Problem:
Reproduce the items word for word, starting at their first line and ending after the line that contains "M 265 143 L".

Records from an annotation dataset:
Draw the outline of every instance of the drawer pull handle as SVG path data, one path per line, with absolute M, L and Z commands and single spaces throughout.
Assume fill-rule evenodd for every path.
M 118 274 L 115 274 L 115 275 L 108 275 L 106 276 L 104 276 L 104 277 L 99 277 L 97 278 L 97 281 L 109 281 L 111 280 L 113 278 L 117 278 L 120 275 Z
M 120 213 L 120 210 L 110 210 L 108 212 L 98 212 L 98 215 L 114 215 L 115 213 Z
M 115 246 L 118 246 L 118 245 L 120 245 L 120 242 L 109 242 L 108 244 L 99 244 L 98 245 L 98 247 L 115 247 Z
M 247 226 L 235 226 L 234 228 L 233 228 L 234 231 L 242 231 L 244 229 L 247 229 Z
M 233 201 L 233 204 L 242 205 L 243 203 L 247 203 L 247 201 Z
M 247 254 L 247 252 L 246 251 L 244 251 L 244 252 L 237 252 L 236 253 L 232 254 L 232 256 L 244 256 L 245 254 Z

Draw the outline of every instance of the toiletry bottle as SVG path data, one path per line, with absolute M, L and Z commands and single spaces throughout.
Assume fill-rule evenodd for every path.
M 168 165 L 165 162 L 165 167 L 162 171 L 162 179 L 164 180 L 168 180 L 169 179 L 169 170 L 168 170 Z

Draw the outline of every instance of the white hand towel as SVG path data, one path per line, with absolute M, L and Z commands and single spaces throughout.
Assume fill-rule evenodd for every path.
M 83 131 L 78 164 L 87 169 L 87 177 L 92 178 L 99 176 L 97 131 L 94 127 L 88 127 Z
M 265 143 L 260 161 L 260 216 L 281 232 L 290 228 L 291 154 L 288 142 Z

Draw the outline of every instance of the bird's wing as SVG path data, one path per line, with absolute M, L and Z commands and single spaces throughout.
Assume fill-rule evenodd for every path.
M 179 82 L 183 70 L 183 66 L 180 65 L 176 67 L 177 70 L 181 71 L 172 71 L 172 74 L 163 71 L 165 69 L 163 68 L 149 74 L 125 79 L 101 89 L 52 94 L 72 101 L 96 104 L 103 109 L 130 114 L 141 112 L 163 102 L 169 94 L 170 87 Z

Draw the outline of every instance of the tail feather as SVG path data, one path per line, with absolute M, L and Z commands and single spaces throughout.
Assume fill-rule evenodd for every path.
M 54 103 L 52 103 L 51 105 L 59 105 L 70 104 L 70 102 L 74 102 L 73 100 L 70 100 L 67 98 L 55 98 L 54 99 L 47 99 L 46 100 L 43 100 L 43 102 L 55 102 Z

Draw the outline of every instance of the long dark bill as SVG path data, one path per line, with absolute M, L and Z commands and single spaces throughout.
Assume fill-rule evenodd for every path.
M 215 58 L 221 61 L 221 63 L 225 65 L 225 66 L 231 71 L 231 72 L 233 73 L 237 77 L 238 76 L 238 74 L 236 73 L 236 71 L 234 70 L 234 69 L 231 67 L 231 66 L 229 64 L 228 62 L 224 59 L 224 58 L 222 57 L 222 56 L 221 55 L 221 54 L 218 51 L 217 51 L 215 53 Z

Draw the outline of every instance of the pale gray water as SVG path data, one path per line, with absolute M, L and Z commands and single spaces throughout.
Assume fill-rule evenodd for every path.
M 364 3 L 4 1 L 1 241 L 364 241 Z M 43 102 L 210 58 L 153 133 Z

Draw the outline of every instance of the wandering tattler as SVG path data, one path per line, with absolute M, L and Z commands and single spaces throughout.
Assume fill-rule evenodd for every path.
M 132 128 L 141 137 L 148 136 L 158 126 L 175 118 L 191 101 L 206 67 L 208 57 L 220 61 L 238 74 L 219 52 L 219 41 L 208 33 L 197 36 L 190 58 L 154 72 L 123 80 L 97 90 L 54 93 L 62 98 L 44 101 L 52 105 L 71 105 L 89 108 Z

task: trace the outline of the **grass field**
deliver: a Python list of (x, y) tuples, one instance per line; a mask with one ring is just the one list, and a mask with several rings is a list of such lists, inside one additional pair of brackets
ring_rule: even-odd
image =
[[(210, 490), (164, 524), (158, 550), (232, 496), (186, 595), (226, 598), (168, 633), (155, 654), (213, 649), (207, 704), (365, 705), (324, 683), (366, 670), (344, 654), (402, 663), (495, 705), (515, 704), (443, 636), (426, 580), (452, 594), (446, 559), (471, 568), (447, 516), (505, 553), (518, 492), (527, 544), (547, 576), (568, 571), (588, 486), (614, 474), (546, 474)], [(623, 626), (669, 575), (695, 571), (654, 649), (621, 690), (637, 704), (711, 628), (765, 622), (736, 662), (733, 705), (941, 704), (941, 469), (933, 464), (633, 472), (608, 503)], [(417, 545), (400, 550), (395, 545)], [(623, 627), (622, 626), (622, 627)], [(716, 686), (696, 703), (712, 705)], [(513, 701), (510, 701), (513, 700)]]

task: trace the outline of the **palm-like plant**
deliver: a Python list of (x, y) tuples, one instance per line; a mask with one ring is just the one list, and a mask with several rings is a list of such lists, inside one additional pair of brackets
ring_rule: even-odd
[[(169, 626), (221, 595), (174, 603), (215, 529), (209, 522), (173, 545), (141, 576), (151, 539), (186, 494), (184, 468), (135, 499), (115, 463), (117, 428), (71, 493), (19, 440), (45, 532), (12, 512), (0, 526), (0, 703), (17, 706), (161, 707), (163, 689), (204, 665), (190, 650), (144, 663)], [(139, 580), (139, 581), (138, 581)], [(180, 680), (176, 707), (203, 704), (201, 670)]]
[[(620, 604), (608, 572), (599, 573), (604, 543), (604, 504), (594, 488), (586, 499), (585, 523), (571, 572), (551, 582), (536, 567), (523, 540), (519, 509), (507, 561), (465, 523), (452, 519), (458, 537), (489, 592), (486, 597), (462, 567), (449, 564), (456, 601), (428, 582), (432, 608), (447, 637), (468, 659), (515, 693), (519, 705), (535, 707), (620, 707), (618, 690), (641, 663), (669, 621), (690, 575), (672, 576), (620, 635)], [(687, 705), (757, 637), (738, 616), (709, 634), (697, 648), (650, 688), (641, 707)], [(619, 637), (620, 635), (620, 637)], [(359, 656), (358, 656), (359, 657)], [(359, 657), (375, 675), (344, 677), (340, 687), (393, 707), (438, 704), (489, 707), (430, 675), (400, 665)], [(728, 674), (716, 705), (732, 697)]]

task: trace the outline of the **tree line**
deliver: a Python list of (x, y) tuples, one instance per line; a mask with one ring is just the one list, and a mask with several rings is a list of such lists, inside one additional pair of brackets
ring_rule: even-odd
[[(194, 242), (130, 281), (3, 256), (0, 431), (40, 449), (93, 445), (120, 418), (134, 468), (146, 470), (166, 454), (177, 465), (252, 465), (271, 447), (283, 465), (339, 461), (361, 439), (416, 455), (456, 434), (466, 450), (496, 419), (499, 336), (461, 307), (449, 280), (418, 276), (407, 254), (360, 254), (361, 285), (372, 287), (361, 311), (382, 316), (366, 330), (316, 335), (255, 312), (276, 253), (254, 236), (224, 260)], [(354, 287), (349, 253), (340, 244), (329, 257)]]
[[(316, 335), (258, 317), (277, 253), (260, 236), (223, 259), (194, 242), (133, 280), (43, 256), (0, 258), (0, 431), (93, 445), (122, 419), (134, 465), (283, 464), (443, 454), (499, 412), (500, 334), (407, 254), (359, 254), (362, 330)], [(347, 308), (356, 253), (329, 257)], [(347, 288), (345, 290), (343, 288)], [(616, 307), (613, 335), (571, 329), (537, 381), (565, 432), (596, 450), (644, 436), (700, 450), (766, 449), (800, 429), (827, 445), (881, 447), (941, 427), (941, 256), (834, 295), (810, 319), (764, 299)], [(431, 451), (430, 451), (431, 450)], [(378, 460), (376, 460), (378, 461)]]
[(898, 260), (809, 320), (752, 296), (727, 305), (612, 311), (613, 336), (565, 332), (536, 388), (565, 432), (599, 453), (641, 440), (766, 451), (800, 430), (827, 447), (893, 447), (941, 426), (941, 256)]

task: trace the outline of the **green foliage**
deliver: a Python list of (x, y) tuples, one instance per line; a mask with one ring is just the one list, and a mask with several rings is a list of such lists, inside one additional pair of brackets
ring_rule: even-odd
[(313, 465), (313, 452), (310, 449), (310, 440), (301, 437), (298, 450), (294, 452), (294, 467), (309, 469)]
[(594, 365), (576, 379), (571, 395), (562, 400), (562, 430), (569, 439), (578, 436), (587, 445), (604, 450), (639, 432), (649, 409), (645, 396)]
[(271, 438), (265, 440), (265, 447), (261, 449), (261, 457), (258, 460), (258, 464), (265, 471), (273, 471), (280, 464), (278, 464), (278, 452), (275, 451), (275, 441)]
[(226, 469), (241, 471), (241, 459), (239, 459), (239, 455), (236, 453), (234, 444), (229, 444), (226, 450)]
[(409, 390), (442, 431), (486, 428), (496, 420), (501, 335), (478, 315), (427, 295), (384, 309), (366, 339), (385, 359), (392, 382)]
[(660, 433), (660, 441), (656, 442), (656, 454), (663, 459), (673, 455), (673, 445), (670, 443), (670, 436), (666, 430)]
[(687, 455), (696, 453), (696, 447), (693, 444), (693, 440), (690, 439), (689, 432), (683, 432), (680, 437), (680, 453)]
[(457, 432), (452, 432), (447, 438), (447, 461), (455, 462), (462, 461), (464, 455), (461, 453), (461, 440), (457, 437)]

Solved problem:
Draw the outline of every instance of the drawer pull handle as SVG path data, one path per line, with absolute M, L and Z commands and single spaces throughout.
Assume fill-rule evenodd for every path.
M 118 274 L 115 274 L 115 275 L 108 275 L 106 276 L 104 276 L 104 277 L 99 277 L 97 278 L 97 281 L 109 281 L 111 280 L 113 278 L 117 278 L 120 275 Z
M 120 213 L 120 210 L 110 210 L 108 212 L 98 212 L 98 215 L 114 215 L 115 213 Z
M 115 246 L 118 246 L 118 245 L 120 245 L 120 242 L 109 242 L 108 244 L 99 244 L 98 245 L 98 247 L 115 247 Z
M 247 226 L 235 226 L 234 228 L 233 228 L 234 231 L 242 231 L 244 229 L 247 229 Z
M 233 201 L 233 204 L 242 205 L 243 203 L 247 203 L 247 201 Z
M 247 254 L 247 252 L 246 251 L 244 251 L 244 252 L 237 252 L 236 253 L 232 254 L 232 256 L 244 256 L 245 254 Z

Draw the outline of every instance of the toiletry bottle as SVG path data, one path per line, with absolute M, L and Z commands and single spaces throughout.
Assume fill-rule evenodd for every path.
M 168 165 L 165 162 L 165 167 L 162 171 L 162 179 L 164 180 L 168 180 L 169 179 L 169 170 L 168 170 Z

Draw the outline of every instance of the white hand towel as SVG path data, one path per line, with absolute M, L and Z commands and single spaces throughout.
Assume fill-rule evenodd for every path.
M 83 131 L 78 164 L 87 169 L 87 177 L 92 178 L 99 176 L 97 131 L 94 127 L 88 127 Z
M 265 143 L 260 161 L 260 216 L 281 232 L 290 228 L 291 154 L 288 142 Z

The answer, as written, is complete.